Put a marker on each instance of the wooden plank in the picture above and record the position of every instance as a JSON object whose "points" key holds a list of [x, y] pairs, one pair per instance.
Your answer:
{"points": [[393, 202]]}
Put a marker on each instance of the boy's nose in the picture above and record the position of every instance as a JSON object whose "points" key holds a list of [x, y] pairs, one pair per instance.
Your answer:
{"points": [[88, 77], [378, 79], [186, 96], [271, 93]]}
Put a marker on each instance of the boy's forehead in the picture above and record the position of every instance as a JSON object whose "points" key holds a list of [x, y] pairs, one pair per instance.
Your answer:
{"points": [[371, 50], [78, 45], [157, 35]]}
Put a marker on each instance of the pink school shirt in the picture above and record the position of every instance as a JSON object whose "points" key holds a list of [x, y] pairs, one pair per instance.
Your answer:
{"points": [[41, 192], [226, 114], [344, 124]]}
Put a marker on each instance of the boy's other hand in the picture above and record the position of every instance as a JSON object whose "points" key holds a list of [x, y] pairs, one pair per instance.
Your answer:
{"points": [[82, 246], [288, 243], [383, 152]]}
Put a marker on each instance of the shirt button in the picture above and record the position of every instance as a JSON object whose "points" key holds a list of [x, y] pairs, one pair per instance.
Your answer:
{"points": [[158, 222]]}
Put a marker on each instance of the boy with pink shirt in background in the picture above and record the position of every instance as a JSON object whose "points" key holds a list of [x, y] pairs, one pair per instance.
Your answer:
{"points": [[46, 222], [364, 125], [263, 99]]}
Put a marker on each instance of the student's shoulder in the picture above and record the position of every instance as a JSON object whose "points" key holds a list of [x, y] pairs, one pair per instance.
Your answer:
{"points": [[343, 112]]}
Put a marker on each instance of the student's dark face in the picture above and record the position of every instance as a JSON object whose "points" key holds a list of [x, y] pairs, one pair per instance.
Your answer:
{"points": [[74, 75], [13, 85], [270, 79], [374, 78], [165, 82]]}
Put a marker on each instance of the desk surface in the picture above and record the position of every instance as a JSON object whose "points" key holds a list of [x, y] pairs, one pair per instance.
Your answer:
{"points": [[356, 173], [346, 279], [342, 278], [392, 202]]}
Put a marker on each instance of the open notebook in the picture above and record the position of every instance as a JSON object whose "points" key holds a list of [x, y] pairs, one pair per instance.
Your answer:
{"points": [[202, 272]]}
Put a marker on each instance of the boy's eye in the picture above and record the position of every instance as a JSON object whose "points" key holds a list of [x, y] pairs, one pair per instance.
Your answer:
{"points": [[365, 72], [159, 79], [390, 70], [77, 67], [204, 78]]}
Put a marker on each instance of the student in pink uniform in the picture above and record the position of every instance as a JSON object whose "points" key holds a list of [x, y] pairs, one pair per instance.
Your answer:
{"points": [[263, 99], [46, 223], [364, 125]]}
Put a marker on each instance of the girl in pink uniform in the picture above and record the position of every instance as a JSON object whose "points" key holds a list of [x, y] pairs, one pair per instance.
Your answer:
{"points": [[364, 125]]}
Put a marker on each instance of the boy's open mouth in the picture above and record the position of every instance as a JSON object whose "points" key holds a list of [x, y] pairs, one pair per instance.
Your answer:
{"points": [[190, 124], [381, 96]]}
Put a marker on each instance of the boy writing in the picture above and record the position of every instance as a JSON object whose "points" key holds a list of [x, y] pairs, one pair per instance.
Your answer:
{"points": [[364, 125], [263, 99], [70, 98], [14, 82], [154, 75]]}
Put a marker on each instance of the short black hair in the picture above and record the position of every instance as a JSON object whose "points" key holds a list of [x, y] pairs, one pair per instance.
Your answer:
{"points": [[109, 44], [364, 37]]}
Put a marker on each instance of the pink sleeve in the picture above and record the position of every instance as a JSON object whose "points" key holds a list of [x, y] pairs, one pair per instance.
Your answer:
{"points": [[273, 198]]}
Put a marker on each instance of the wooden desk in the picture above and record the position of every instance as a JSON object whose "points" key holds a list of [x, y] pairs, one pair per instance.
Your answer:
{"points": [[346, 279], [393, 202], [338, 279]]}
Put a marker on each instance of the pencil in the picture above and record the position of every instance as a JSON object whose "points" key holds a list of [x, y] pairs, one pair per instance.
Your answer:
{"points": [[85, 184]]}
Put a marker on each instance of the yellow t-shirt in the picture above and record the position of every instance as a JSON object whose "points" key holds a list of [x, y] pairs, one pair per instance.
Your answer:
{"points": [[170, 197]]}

+-------+

- THE EXERCISE:
Each line of the material should be echoed exactly.

- PROBLEM SOLUTION:
Put a marker on each instance of the wooden plank in the picture above and record the position of every instance as a JSON object whose "points" key holds a list of [x, y] pairs, one pair per instance.
Your answer:
{"points": [[393, 202]]}
Put a marker on each instance of the boy's nose in the picture above and record the position of every instance as a JSON object whose "points" key holds a list of [x, y] pairs, one pair per instance.
Your answer:
{"points": [[88, 77], [378, 79], [186, 96], [271, 93]]}
Put a marker on each instance of the boy's forehead in the picture above and record the position of every instance as a JSON object whose "points" key holds a list of [x, y] pairs, one pair per instance.
Your answer:
{"points": [[371, 50], [78, 45], [157, 35]]}
Put a marker on each instance of the pink school shirt in the picture above and record the position of every instance as a JSON object whose "points" key holds a list of [x, y] pairs, one pair per instance.
Your answer:
{"points": [[41, 192], [226, 114], [344, 124]]}
Put a marker on each instance of the boy's other hand in the picture above and record the position of every instance as a JSON object whose "points" key holds a list of [x, y] pairs, one pair per instance.
Your answer:
{"points": [[82, 246], [288, 243], [383, 152]]}
Put a marker on each instance of the shirt button in the picture above and record the position of every instance as a JSON object whose "points" key holds a list of [x, y] pairs, one pair per instance.
Your answer:
{"points": [[158, 222]]}
Put a marker on each instance of the boy with pink shirt in background in the picture above and record the position of every instance as a JSON object whose "points" key holds a list of [x, y] pairs, one pair per instance.
Your answer:
{"points": [[46, 222], [364, 125], [263, 99]]}
Put a marker on each instance of the student's shoulder in the picture above and record the position of every instance as a JSON object whose "points" key holds a list of [x, y] pairs, one pair per instance.
Your answer:
{"points": [[343, 112]]}
Put a marker on each instance of the student's dark face in the picture above and record the position of every instance as a JSON object whose "points" key holds a list of [x, y] pairs, one pair per instance.
Your answer:
{"points": [[74, 75], [13, 85], [270, 79], [374, 78], [165, 82]]}
Put a marker on each instance of the desk surface in the picture above and record the position of every instance as a JSON object whose "points" key holds a list of [x, y] pairs, one pair per instance.
Your answer:
{"points": [[356, 173], [346, 279], [342, 278], [392, 202]]}
Put a marker on each instance of the open notebook in the picture above and record the position of every instance as a JSON object whose "points" key holds a list of [x, y] pairs, one pair per instance.
Your answer:
{"points": [[202, 272]]}
Put a marker on each instance of the boy's eye in the picture above and record the position of every instance as a JSON object whose "points" key holds a list of [x, y] pairs, one pair per instance.
Your answer:
{"points": [[365, 72], [159, 79], [390, 70], [77, 67], [204, 78]]}
Put a marker on each instance of the student in pink uniform in the picture above and record the position of every instance as a JSON object whose "points" key holds a list of [x, y] pairs, one pair per instance.
Your answer:
{"points": [[263, 99], [46, 223], [364, 125]]}
Put a marker on each instance of the girl in pink uniform in the picture above and record the position of every instance as a JSON object whose "points" key holds a list of [x, y] pairs, one pair per instance.
Your answer:
{"points": [[364, 125]]}
Put a marker on each instance of the boy's open mouth in the picture above and record the position of every instance as a JSON object whose "points" key holds a list of [x, y] pairs, one pair per instance.
Your answer:
{"points": [[190, 124], [381, 96]]}
Put a marker on each instance of the boy writing in the picture above and record the position of every instance as a JSON object whose "points" key holds a list of [x, y] pairs, one pair per instance.
Your answer:
{"points": [[364, 125], [263, 99], [70, 98], [14, 82], [154, 75]]}
Put a marker on each instance of the short black hair in the picture above and record the position of every instance as a JSON object whose "points" key holds a list of [x, y] pairs, one pair per instance.
Your answer:
{"points": [[109, 44], [364, 37]]}
Put a marker on each instance of the pink sleeve in the picture above and record the position of every instance as a JSON object whose "points" key holds a list of [x, y] pairs, one pair per instance.
Your answer:
{"points": [[273, 198]]}
Put a marker on each instance of the wooden desk in the picture above and record the position of every instance as a JSON object whose "points" key holds a list of [x, y] pairs, one pair per instance.
Your answer:
{"points": [[346, 279], [393, 202], [338, 279]]}
Put a marker on each instance of the pencil in the picture above and record the position of every instance as a JSON object whose "points" key holds a list of [x, y] pairs, one pair per instance.
Your answer:
{"points": [[85, 184]]}
Put a marker on each instance of the yellow t-shirt in the picture above and record the position of every instance as a JSON object whose "points" key holds a list of [x, y] pairs, one pair per instance.
Your answer:
{"points": [[170, 197]]}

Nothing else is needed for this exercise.